WHAT YOU ARE ASKED TO DO
Could you write out each entry exactly as it reads?

MATERIAL TO PROCESS
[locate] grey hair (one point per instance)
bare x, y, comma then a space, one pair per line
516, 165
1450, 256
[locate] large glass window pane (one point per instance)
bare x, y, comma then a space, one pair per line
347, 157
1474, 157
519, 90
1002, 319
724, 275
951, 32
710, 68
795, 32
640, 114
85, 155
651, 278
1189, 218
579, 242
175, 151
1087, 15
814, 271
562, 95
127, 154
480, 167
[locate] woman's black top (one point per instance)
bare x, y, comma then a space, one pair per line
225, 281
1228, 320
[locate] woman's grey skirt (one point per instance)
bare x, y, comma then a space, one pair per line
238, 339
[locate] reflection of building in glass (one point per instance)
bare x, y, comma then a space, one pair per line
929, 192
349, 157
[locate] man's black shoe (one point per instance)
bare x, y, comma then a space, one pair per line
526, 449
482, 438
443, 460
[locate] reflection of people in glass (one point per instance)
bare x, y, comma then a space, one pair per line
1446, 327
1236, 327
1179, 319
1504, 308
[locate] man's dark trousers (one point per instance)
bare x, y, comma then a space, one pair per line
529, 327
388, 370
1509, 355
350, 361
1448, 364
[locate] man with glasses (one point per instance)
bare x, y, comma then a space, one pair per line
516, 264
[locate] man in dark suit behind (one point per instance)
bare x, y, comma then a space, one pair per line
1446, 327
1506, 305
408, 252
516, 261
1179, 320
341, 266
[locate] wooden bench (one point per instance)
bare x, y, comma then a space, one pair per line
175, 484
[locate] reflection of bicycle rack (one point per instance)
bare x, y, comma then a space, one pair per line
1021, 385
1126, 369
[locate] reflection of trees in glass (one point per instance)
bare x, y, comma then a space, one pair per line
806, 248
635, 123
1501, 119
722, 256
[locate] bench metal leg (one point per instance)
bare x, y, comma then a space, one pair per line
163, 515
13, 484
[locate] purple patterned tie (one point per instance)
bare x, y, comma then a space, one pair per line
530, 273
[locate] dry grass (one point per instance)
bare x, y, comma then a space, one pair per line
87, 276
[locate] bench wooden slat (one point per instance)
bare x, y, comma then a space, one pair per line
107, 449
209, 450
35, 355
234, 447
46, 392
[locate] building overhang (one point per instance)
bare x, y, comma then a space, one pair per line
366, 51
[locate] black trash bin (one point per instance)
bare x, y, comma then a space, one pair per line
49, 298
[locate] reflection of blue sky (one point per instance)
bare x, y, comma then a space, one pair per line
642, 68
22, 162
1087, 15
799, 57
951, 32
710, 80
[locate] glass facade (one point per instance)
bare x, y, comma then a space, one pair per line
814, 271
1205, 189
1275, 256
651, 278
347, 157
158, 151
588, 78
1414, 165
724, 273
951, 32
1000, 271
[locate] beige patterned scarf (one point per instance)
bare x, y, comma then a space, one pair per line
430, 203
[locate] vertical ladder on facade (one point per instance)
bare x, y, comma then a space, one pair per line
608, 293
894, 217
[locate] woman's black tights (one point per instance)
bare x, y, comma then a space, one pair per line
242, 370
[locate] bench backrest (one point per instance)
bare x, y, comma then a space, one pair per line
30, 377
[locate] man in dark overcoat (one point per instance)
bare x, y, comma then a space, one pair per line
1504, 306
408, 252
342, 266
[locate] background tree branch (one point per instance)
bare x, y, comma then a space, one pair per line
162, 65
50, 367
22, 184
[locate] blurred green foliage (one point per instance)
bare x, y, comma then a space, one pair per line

SOLVED PROBLEM
[locate] grey hair (one point per instance)
bare x, y, comma then a space, one pair per line
516, 165
1450, 256
[locate] large glass window pane (one point per instance)
bare x, y, comma then a space, one pair per line
347, 157
1474, 157
519, 90
1002, 319
724, 275
951, 32
710, 68
795, 32
640, 114
85, 155
651, 278
1189, 218
579, 242
175, 151
1087, 15
814, 271
562, 95
127, 154
480, 167
[locate] woman's black top (one point per instance)
bare x, y, comma then a space, one pair per line
225, 281
1228, 320
[locate] woman's grey skirt (one point per instance)
bare x, y, comma then a space, one pair per line
238, 339
[locate] reflection of building in glass (one point per instance)
bare x, y, comma then a space, one pair per line
929, 192
349, 157
[locate] man's black shoe (one point per instance)
bare x, y, comma then a space, one pair per line
526, 449
482, 438
443, 460
[locate] reflection of people in glass (one point per instance)
bare x, y, comma then a space, one pair per line
1446, 327
1236, 327
1179, 319
1504, 308
[locate] man's dark trousers (one point per instance)
bare x, y, comma then a space, one pair per line
529, 327
388, 370
1509, 355
350, 361
1448, 364
[locate] man with glasses (one point per instance)
bare x, y, comma then a space, one pair per line
516, 264
[locate] man in dark suit behind (one point per instance)
bare x, y, comma then a space, one pair per line
1446, 327
1506, 305
408, 252
516, 261
1179, 320
341, 266
[locate] wooden bench (one point per instance)
bare x, y, comma then a space, one pair per line
175, 484
[locate] reflection of bicycle rack (one point per instance)
bare x, y, comma then a space, one pair per line
1021, 385
1126, 369
[locate] reflection of trees in glass (one point per instance)
bare x, y, comma then a space, one pair per line
806, 248
635, 123
1501, 119
722, 256
[locate] bench metal leg (one point per instance)
bare x, y, comma then a space, one pair per line
163, 515
13, 484
[locate] purple patterned tie (one point per instance)
bare x, y, comma then a space, one pair per line
530, 273
[locate] dry grass (one point per instance)
bare x, y, comma then a space, one pair per line
87, 276
[locate] bench wooden slat (one point per instance)
bare x, y, comma then a space, one pair per line
107, 449
209, 450
35, 355
234, 447
46, 392
[locate] building overhang (one point per instance)
bare x, y, comma then a space, one pair per line
366, 51
[locate] black trash bin (one point per instance)
bare x, y, comma then a space, one pair per line
49, 298
[locate] reflection of blue sky (one point per instance)
bare x, y, comma then a space, one pair per line
642, 68
22, 162
1087, 15
799, 57
951, 32
710, 80
[locate] glass facade (one point per instance)
bare x, y, comma then a space, one pair per line
814, 271
1205, 189
1275, 256
651, 278
347, 157
158, 151
588, 78
1414, 165
724, 273
951, 32
1000, 271
[locate] beige patterned scarf (one point per instance)
bare x, y, comma then a space, one pair per line
430, 203
[locate] vertical ladder on facade (one point per instance)
bare x, y, comma then a space, one pair per line
608, 293
894, 217
[locate] woman's black tights (one point per instance)
bare x, y, comma then a space, one pair per line
242, 370
[locate] bench backrest (one point per instance)
bare x, y, comma then a space, one pair per line
30, 377
[locate] man in dark overcoat (one point per instance)
bare x, y, comma then a space, one pair per line
1504, 306
408, 252
342, 266
[locate] background tree branch (one point per instance)
bare x, y, comma then a space, one pair per line
162, 65
50, 367
22, 184
[locate] blurred green foliage (one point per instance)
bare x, y, comma then a space, one pair per line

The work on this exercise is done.